STATED TASK> Please count the lines in the items below that contain the string "text", treating uppercase and lowercase as different, and reply with only that number.

Start of DATA EXTRACT

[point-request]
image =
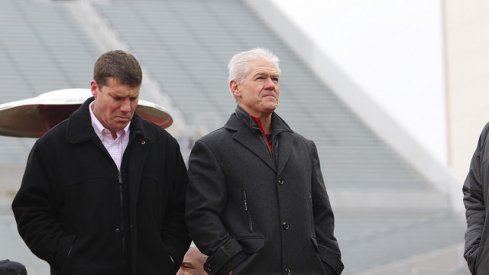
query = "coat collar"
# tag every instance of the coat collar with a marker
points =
(248, 134)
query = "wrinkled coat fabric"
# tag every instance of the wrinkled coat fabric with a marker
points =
(475, 191)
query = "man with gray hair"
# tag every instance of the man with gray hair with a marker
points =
(256, 202)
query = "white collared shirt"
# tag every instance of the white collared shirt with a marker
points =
(115, 147)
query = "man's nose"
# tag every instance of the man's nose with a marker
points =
(269, 84)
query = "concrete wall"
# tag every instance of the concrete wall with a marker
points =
(467, 59)
(392, 50)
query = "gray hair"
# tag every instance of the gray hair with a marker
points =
(239, 67)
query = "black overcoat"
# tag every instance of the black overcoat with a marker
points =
(76, 211)
(476, 198)
(254, 213)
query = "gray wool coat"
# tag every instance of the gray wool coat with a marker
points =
(476, 192)
(254, 213)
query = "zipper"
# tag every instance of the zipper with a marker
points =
(121, 215)
(246, 210)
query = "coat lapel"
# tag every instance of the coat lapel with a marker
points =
(246, 138)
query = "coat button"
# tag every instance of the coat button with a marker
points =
(285, 225)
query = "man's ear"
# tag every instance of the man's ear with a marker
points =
(233, 87)
(94, 88)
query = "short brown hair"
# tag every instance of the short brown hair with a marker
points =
(120, 65)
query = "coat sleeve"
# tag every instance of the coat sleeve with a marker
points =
(206, 199)
(323, 216)
(474, 204)
(174, 232)
(36, 210)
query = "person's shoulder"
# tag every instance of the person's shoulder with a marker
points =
(55, 133)
(215, 136)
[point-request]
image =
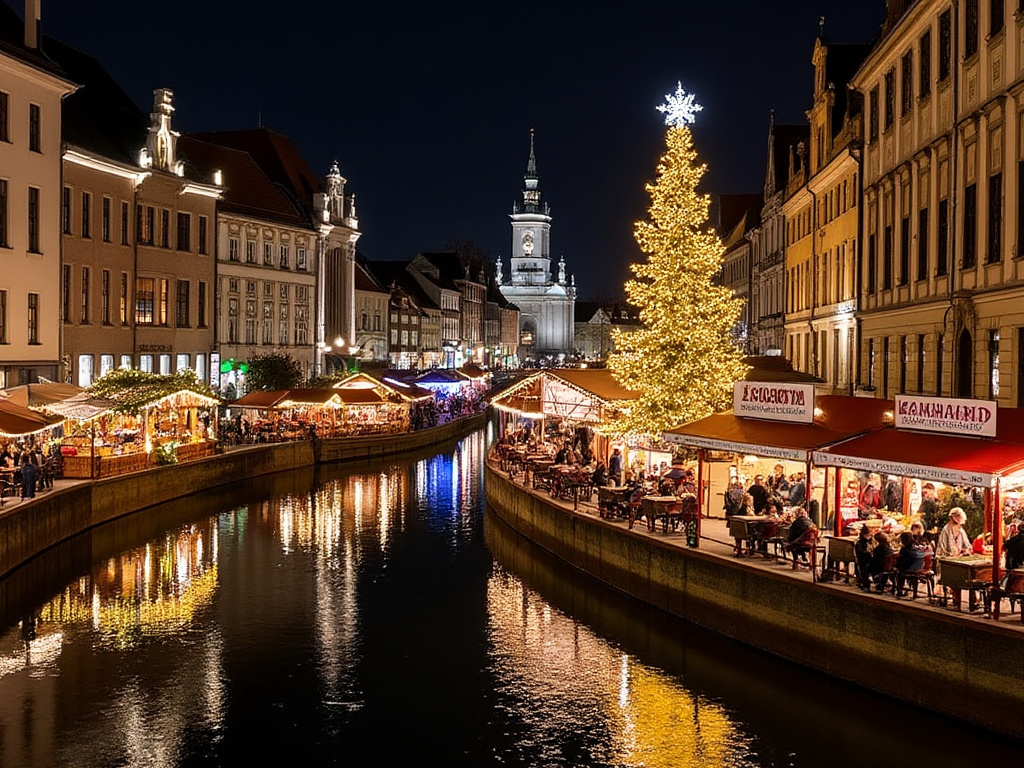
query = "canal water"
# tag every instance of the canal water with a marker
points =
(379, 615)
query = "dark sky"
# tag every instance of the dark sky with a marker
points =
(427, 107)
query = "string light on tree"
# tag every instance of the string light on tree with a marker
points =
(682, 359)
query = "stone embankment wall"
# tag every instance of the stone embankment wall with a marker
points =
(943, 662)
(28, 528)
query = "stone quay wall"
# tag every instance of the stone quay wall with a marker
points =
(28, 528)
(940, 660)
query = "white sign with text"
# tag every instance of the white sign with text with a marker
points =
(946, 415)
(774, 401)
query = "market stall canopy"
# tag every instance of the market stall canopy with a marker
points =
(80, 408)
(38, 395)
(576, 394)
(394, 392)
(837, 418)
(16, 421)
(945, 458)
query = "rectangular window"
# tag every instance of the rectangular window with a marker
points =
(86, 215)
(164, 301)
(165, 228)
(33, 317)
(942, 240)
(945, 45)
(123, 306)
(925, 65)
(104, 219)
(904, 251)
(184, 231)
(144, 300)
(890, 114)
(996, 16)
(104, 298)
(181, 312)
(4, 243)
(203, 223)
(970, 28)
(66, 293)
(35, 129)
(124, 222)
(906, 84)
(34, 220)
(994, 219)
(4, 117)
(201, 308)
(921, 363)
(887, 259)
(970, 226)
(66, 211)
(923, 244)
(85, 295)
(872, 266)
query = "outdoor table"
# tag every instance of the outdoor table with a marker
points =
(612, 500)
(841, 550)
(665, 508)
(972, 573)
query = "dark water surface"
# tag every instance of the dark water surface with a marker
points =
(377, 615)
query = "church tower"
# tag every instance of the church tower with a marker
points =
(546, 304)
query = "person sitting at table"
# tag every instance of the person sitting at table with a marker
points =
(982, 544)
(881, 558)
(909, 558)
(759, 493)
(953, 541)
(862, 551)
(795, 540)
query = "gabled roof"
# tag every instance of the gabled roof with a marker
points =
(276, 157)
(247, 189)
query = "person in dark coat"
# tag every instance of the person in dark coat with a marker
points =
(29, 476)
(759, 494)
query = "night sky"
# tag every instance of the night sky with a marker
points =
(427, 107)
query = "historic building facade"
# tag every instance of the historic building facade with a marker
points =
(821, 217)
(31, 91)
(546, 304)
(941, 275)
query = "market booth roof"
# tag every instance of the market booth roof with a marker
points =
(945, 458)
(16, 420)
(578, 394)
(836, 418)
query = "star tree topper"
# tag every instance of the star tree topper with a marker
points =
(679, 108)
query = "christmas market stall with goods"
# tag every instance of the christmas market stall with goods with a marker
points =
(940, 453)
(771, 433)
(136, 419)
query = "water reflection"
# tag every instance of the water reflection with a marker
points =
(356, 616)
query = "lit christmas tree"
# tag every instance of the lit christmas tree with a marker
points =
(683, 360)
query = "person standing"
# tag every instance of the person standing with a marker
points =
(953, 541)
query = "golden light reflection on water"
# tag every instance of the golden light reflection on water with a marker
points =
(577, 679)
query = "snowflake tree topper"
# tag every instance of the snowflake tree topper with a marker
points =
(679, 108)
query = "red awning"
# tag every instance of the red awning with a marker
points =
(837, 418)
(958, 461)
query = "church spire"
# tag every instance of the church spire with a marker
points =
(531, 192)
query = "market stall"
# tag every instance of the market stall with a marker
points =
(773, 429)
(944, 452)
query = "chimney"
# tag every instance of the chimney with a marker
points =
(32, 24)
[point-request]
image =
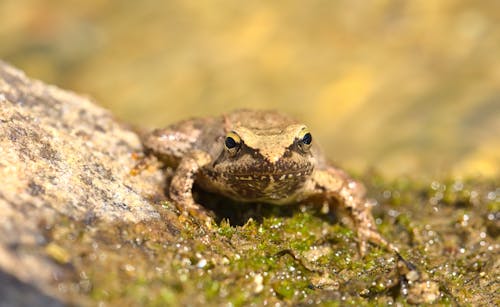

End of DATA EXTRACT

EXPECTED ANSWER> 2